_What is required:_
State, as a bare number, how many lines below contain "wheel".

_Task inputs:_
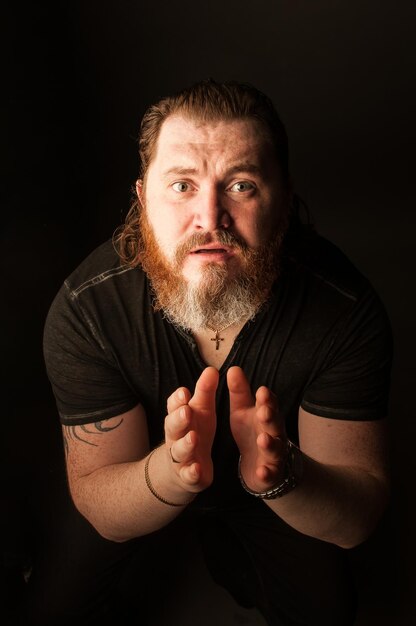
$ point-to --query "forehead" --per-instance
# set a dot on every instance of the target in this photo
(224, 140)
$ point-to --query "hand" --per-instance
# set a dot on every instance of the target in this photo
(189, 432)
(258, 431)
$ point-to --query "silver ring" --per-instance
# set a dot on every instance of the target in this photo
(171, 456)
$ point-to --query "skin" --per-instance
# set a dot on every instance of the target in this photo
(206, 177)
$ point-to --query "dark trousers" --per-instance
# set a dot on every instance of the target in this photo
(82, 579)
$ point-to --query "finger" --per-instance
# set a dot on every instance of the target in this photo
(268, 420)
(241, 397)
(272, 457)
(177, 423)
(182, 450)
(178, 398)
(205, 389)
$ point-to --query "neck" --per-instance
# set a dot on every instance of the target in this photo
(215, 344)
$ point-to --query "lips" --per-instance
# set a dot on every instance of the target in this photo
(209, 251)
(212, 248)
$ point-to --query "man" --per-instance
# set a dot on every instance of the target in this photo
(226, 364)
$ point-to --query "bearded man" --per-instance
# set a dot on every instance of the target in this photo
(224, 368)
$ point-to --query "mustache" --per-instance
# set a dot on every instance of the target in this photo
(197, 240)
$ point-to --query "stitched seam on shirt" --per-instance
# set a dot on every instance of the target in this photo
(320, 407)
(347, 294)
(96, 280)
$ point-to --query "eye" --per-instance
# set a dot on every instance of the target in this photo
(241, 186)
(181, 186)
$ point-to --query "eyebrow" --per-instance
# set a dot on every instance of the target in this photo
(244, 166)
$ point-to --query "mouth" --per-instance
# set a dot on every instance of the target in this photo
(213, 248)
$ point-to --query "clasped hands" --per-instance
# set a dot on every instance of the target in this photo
(256, 426)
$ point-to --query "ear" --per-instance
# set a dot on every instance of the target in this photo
(140, 190)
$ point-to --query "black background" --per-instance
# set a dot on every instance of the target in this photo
(77, 77)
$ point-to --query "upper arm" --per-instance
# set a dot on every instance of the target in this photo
(349, 443)
(120, 439)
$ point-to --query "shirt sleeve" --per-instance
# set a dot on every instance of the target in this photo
(86, 381)
(353, 378)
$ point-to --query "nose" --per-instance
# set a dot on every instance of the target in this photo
(210, 214)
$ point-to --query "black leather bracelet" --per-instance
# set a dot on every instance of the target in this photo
(293, 472)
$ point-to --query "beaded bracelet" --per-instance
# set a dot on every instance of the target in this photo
(149, 484)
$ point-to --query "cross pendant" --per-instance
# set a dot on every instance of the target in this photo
(217, 339)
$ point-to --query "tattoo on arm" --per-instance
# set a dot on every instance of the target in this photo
(82, 432)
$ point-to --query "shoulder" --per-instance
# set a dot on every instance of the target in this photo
(100, 266)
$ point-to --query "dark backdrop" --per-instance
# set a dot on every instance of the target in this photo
(77, 77)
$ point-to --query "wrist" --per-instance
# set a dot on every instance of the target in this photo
(161, 482)
(292, 476)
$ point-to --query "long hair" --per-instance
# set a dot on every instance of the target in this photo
(206, 101)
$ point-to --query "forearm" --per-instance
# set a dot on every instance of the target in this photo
(117, 501)
(340, 505)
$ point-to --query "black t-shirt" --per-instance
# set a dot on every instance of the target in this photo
(322, 342)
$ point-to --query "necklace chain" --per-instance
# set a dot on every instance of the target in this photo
(217, 332)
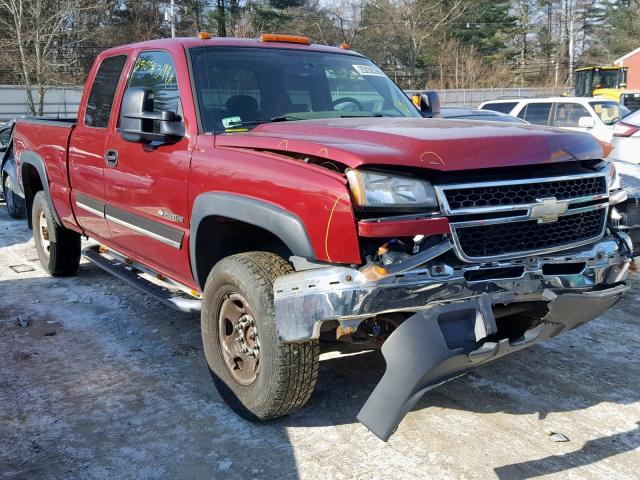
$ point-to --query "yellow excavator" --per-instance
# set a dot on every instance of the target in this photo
(606, 82)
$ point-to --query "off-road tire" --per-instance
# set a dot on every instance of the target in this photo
(63, 255)
(288, 372)
(15, 203)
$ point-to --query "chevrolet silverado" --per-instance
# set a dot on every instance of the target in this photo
(292, 193)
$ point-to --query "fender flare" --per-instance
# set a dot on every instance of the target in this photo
(281, 223)
(35, 161)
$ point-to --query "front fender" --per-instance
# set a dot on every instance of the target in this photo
(33, 160)
(283, 224)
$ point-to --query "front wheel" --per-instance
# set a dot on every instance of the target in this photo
(58, 247)
(257, 375)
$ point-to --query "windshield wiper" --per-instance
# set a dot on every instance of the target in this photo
(286, 118)
(291, 118)
(245, 123)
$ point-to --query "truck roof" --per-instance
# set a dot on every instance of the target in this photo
(190, 42)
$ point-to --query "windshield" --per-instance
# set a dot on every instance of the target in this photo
(610, 112)
(239, 88)
(606, 79)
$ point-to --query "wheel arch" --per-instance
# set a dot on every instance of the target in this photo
(224, 224)
(34, 179)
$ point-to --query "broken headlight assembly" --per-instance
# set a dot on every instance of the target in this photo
(389, 191)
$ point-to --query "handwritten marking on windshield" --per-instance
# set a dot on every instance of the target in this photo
(437, 161)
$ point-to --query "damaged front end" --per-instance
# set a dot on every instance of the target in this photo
(463, 299)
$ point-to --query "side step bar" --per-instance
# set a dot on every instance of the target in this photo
(132, 273)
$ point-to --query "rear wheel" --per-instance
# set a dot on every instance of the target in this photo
(58, 247)
(257, 375)
(15, 203)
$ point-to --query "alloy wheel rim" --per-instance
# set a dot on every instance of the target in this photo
(238, 338)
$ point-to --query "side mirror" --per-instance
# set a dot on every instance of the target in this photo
(428, 103)
(139, 123)
(586, 122)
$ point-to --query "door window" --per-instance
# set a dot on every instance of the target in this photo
(103, 90)
(536, 113)
(156, 71)
(568, 114)
(502, 107)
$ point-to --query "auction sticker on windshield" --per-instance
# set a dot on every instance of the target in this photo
(369, 70)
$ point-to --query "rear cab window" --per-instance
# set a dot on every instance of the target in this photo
(502, 107)
(103, 90)
(156, 71)
(536, 113)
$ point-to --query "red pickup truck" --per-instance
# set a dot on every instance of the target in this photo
(293, 193)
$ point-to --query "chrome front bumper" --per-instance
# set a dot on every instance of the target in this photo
(306, 299)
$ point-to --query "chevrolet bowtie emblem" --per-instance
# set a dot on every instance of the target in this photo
(549, 209)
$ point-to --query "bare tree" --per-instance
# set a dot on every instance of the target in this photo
(40, 33)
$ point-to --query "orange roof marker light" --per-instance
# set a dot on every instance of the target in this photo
(273, 37)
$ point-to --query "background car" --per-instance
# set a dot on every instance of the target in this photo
(11, 188)
(464, 113)
(626, 139)
(592, 115)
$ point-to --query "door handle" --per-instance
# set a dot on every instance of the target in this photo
(111, 158)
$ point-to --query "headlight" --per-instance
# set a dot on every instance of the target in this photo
(385, 190)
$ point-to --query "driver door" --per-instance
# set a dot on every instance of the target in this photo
(147, 183)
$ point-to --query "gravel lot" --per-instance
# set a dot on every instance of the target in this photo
(106, 383)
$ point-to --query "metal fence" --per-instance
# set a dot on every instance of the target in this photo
(473, 97)
(63, 102)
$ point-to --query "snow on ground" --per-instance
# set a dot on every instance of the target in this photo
(104, 383)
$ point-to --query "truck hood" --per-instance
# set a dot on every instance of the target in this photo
(444, 145)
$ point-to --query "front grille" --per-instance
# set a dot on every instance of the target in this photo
(483, 241)
(524, 193)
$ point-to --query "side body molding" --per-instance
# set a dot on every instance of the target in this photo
(283, 224)
(34, 160)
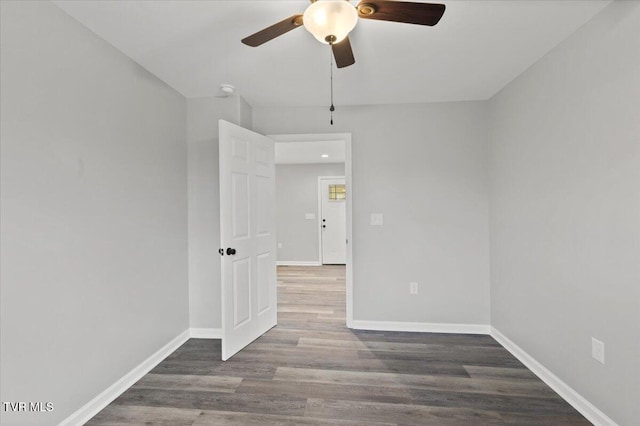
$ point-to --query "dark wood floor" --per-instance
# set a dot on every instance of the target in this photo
(312, 370)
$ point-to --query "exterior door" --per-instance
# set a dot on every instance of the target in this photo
(333, 228)
(247, 236)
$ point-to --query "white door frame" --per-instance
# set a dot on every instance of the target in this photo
(346, 137)
(320, 234)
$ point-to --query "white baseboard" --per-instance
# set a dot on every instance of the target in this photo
(576, 400)
(422, 327)
(297, 263)
(94, 406)
(205, 333)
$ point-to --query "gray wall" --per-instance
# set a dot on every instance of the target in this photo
(425, 168)
(565, 229)
(94, 212)
(297, 194)
(204, 203)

_Result of the task:_
4